Directions: Rewrite the entries starting at the line containing "# point at: blurred" and ending at the last entry, with "man's" replaced by "person's" and nothing else changed. Leave the pictures out of your answer.

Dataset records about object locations
┏━━

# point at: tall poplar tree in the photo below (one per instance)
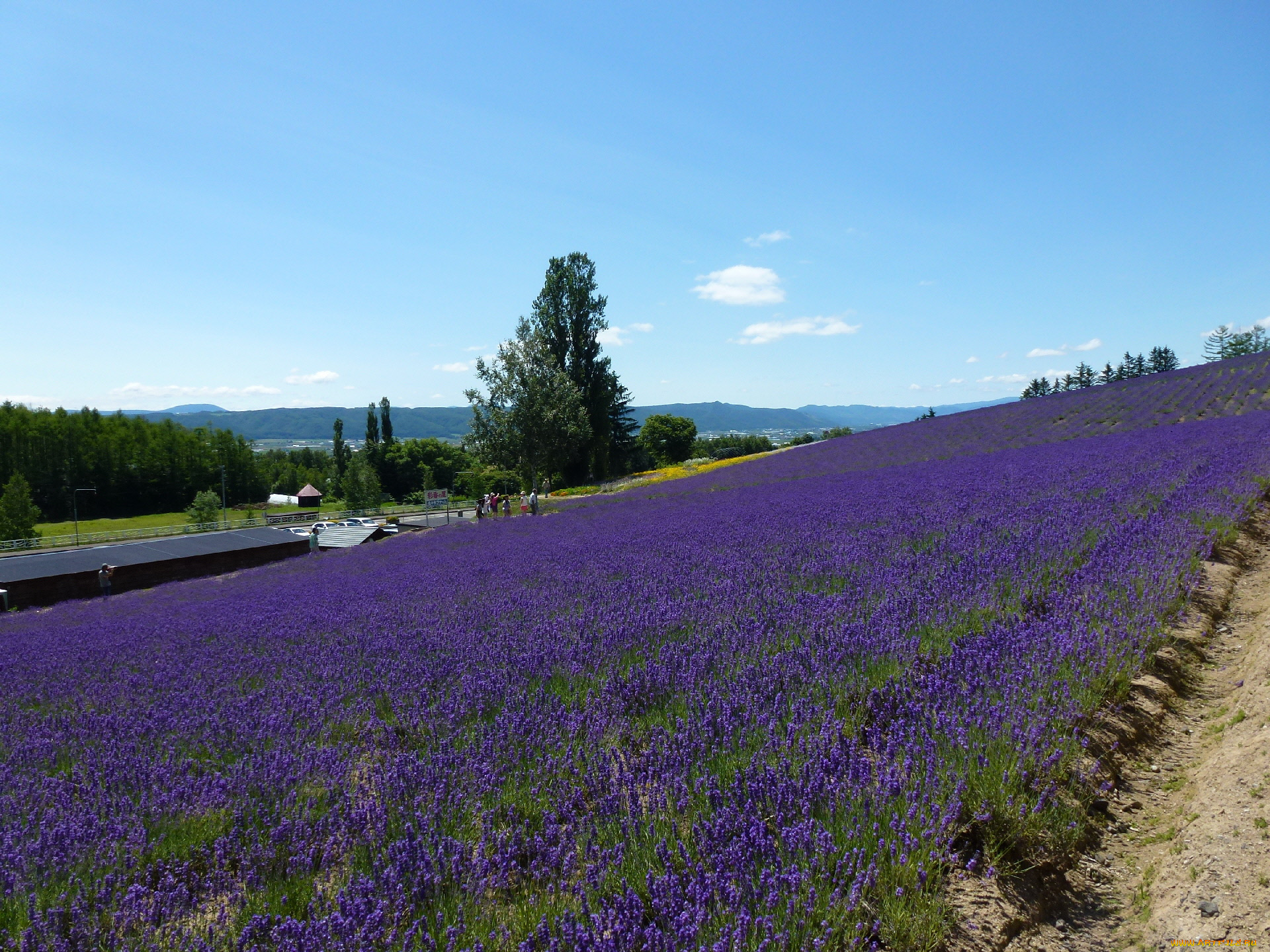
(568, 317)
(385, 422)
(531, 416)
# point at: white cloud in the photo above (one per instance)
(767, 238)
(616, 337)
(742, 285)
(175, 390)
(1091, 344)
(317, 377)
(766, 332)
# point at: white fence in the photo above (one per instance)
(97, 539)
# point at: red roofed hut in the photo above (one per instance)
(309, 496)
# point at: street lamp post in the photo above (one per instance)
(225, 510)
(75, 507)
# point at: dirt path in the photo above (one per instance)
(1187, 848)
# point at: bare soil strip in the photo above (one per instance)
(1185, 847)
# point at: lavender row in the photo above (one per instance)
(748, 715)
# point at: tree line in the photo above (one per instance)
(136, 466)
(1160, 361)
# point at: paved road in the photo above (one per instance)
(433, 520)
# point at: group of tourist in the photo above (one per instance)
(489, 503)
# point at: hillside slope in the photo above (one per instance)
(1203, 393)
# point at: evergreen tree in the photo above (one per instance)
(1253, 340)
(1039, 386)
(138, 465)
(18, 514)
(1162, 360)
(339, 451)
(205, 508)
(361, 484)
(1218, 343)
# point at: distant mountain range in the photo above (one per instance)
(863, 416)
(451, 422)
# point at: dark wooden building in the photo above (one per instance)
(45, 578)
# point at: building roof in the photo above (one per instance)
(345, 536)
(40, 565)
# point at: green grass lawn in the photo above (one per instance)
(143, 522)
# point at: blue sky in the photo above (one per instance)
(788, 204)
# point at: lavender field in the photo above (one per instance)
(767, 707)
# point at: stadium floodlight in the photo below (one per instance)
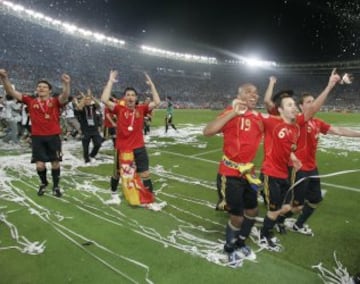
(40, 19)
(177, 55)
(69, 27)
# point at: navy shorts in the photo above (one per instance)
(276, 192)
(309, 189)
(237, 193)
(46, 148)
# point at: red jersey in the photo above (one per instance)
(242, 136)
(308, 141)
(129, 131)
(279, 141)
(44, 115)
(107, 113)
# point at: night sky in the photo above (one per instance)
(287, 31)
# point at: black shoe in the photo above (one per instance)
(57, 192)
(42, 188)
(280, 228)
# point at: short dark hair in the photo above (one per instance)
(45, 82)
(303, 96)
(130, 89)
(277, 98)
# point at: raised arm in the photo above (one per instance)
(79, 105)
(64, 96)
(269, 104)
(105, 97)
(8, 86)
(155, 95)
(319, 101)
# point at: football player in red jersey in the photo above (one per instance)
(242, 132)
(307, 194)
(280, 143)
(129, 130)
(44, 111)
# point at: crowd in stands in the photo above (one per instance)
(30, 51)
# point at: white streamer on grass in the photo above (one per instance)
(339, 274)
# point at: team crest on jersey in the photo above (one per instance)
(283, 132)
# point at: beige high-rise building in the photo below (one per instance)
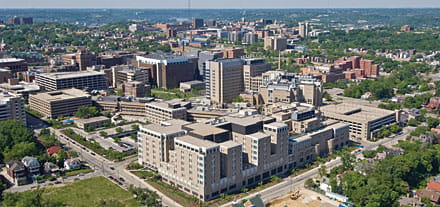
(12, 107)
(275, 43)
(303, 29)
(226, 79)
(253, 68)
(364, 121)
(185, 155)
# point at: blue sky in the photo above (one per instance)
(220, 4)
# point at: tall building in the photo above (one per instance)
(121, 74)
(12, 107)
(59, 103)
(21, 20)
(211, 23)
(275, 43)
(250, 38)
(14, 65)
(303, 29)
(167, 71)
(226, 79)
(235, 36)
(208, 159)
(233, 52)
(197, 23)
(82, 59)
(252, 68)
(90, 80)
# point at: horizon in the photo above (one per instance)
(225, 4)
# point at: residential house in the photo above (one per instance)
(413, 202)
(53, 151)
(17, 171)
(71, 164)
(433, 196)
(50, 168)
(32, 165)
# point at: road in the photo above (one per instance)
(334, 94)
(291, 183)
(109, 168)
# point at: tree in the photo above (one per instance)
(322, 171)
(119, 130)
(20, 150)
(146, 197)
(413, 122)
(103, 133)
(135, 127)
(347, 160)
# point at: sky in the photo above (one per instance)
(217, 4)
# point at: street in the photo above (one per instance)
(104, 166)
(291, 183)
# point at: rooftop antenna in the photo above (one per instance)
(189, 10)
(279, 59)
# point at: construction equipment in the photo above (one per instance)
(295, 195)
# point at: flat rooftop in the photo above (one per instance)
(357, 113)
(67, 75)
(196, 142)
(167, 127)
(205, 129)
(258, 135)
(10, 60)
(61, 95)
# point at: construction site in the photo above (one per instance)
(303, 198)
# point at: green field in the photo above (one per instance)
(89, 192)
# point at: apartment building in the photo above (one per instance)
(89, 80)
(201, 161)
(12, 107)
(14, 65)
(275, 43)
(364, 121)
(304, 148)
(226, 80)
(253, 68)
(59, 103)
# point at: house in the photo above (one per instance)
(53, 151)
(433, 196)
(32, 165)
(50, 168)
(17, 171)
(434, 184)
(73, 163)
(406, 201)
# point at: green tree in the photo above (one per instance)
(20, 150)
(348, 160)
(119, 130)
(322, 171)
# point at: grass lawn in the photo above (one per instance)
(89, 192)
(76, 172)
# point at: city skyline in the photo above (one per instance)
(226, 4)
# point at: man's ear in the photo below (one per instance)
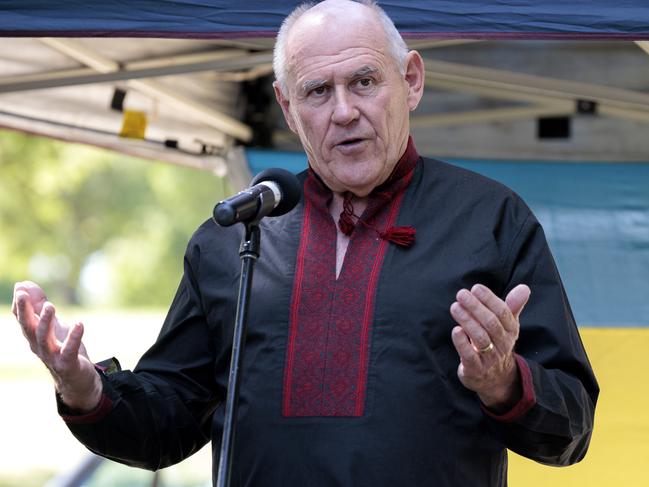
(283, 102)
(415, 74)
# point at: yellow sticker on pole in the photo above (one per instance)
(133, 124)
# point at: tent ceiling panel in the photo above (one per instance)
(207, 83)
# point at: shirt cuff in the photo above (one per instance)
(527, 400)
(104, 369)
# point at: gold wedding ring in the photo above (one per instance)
(487, 349)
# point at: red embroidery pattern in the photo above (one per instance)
(331, 319)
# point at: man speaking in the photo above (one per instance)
(408, 324)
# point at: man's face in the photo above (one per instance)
(346, 100)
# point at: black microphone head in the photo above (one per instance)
(288, 184)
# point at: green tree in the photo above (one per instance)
(61, 204)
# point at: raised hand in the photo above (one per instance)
(485, 338)
(59, 347)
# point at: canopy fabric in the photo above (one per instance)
(474, 19)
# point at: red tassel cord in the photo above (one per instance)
(401, 236)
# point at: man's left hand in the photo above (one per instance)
(485, 338)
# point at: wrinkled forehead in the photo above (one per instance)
(326, 33)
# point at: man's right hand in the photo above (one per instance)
(58, 346)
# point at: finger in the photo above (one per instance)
(517, 299)
(19, 290)
(468, 355)
(72, 343)
(492, 312)
(479, 337)
(25, 315)
(485, 317)
(45, 338)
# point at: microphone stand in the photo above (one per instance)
(248, 253)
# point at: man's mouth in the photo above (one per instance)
(349, 142)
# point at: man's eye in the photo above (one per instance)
(319, 91)
(364, 83)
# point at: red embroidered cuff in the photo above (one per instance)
(527, 400)
(100, 411)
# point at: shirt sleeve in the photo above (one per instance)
(555, 428)
(160, 413)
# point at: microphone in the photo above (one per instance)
(273, 192)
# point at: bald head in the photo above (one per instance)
(336, 19)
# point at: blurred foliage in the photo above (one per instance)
(63, 206)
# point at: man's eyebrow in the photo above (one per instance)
(364, 71)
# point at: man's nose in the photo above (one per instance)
(344, 110)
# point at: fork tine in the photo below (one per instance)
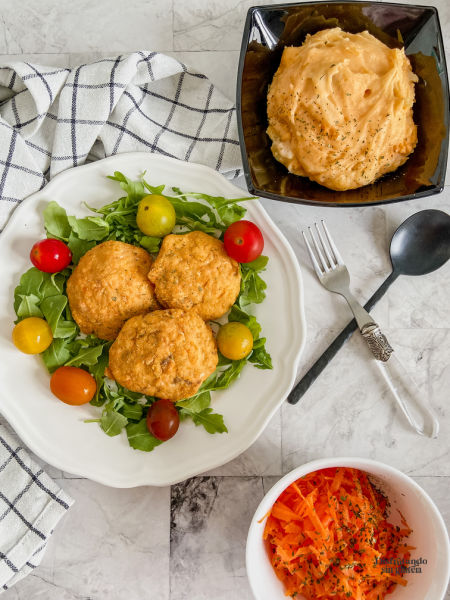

┗━━

The answer:
# point at: blurred foliage in the photo above (one per instance)
(63, 206)
# point at: person's eyebrow in the photo above (one per instance)
(364, 71)
# point at: person's nose in the photo above (one per instance)
(344, 110)
# point at: fork tine in the photo below (one per instance)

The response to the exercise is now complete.